#### Soal Latihan:
Tuliskan kembali secara persis bagian tulisan tentang Jumat keramat KPK di bawah ini, mulai dari "KPK menjadikan hari" sampai "taring miliknya.".

#### Kutipan Sumber:
= = =
JUMAT, 22 FEBRUARI 2013
JUMAT KERAMAT KPK TRENGGINAS, JUMAT NAAS BUAT
ANAS
Jumat Keramat KPK
Sebagian kecil orang Islam (orang intelek
atau awam; lebih khusus lagi orang Islam yang mengklaim dirinya sebagai aswaja) memandang hari Jumat sebagai sayyidul ayyam (hari yang paling
istimewa) dari hari-hari yang lain dalam seminggu. Sering disebut sebagai hari
keramat/Jumat keramat.Tentu juga kecipratan keramat/istimewa pada malam
Jumatnya. Misalnya acara gelar Yasinan dan sunnah rasul dilakukan pada malam
Jumat dan hari Jumat. Katanya mereka dijanjikan mendapat pahala berlipat ganda
(mungkin ada hadis yang dijadikan rujukan karena dalam Quran tak ada
diketemukan ayat-ayat Quran yang menjanjikan pahala seperti itu).
KPK menjadikan hari Jumat sebagai hari istimewa. KPK itu sering digelari lembaga superbody dan sangat ditakuti melebihi ketakutan para
koruptor terhadap Polri atau Kejaksaan. KPK era Abraham Samad dkk tetap
ditakuti oleh para koruptor apa lagi hari Jumat tiba. Tentu KPK bukan
ikut-ikutan gelar acara tradisional Yasinan atau salawatan. Rupanya pada hari
Jumat KPK punya acara asah kuku cengkeram, cuci taring, dan uji ketajaman
taring miliknya.
= = =
#### Entri Data:

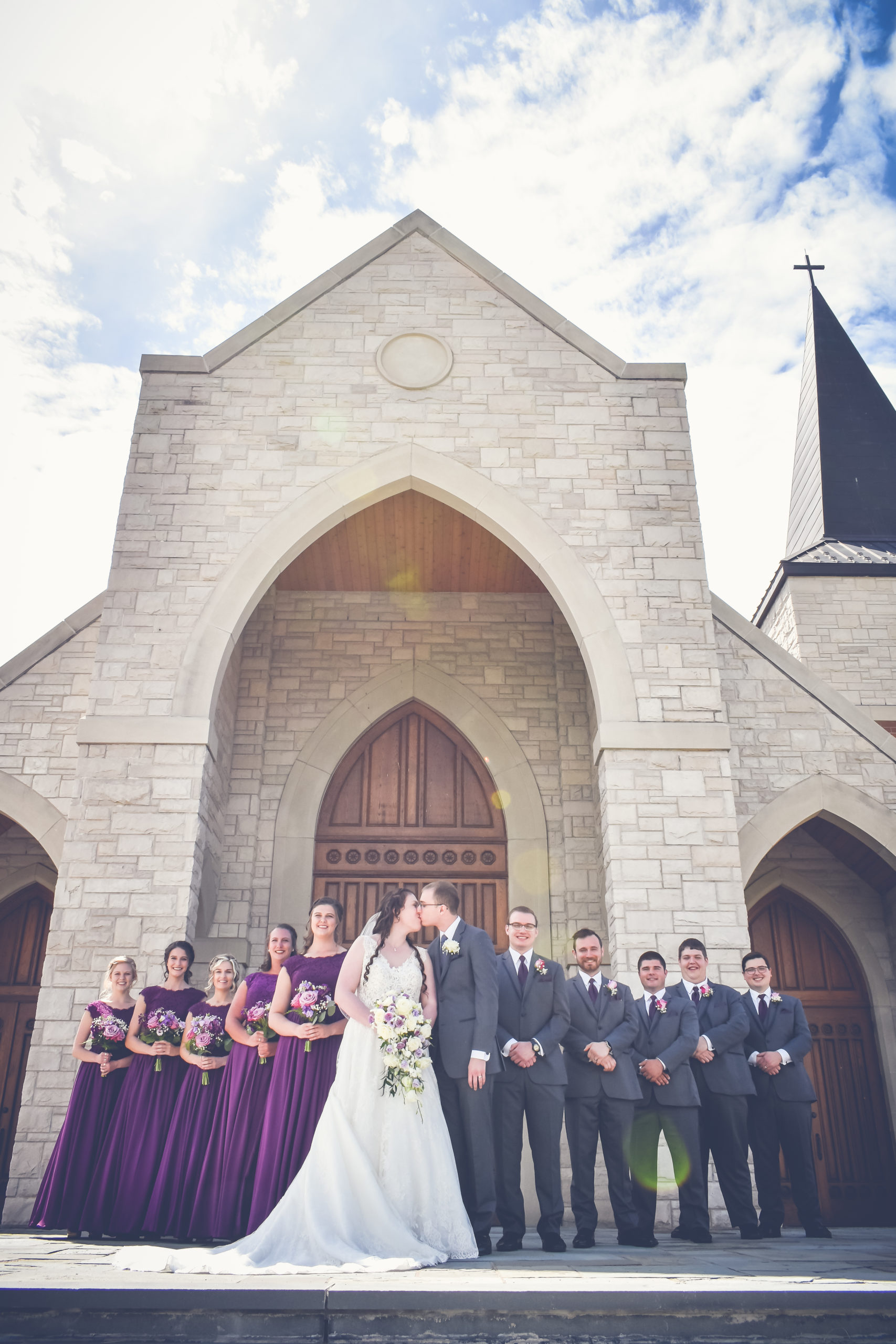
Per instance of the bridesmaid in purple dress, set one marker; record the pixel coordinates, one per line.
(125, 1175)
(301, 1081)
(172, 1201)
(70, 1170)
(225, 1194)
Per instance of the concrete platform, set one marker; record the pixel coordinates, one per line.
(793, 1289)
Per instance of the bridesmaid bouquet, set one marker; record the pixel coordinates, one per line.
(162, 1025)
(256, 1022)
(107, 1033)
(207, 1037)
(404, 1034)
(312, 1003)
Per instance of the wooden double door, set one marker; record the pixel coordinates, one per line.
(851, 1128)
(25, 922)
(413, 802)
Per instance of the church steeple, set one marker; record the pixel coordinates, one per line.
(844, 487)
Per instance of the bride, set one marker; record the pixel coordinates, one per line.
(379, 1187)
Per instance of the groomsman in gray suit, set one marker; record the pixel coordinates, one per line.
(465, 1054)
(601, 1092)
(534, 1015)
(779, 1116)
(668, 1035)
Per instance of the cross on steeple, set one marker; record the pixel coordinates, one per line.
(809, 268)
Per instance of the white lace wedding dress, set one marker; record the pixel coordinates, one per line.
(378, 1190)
= = =
#### Hasil Akhir:
KPK menjadikan hari Jumat sebagai hari istimewa. KPK itu sering digelari lembaga superbody dan sangat ditakuti melebihi ketakutan para
koruptor terhadap Polri atau Kejaksaan. KPK era Abraham Samad dkk tetap
ditakuti oleh para koruptor apa lagi hari Jumat tiba. Tentu KPK bukan
ikut-ikutan gelar acara tradisional Yasinan atau salawatan. Rupanya pada hari
Jumat KPK punya acara asah kuku cengkeram, cuci taring, dan uji ketajaman
taring miliknya.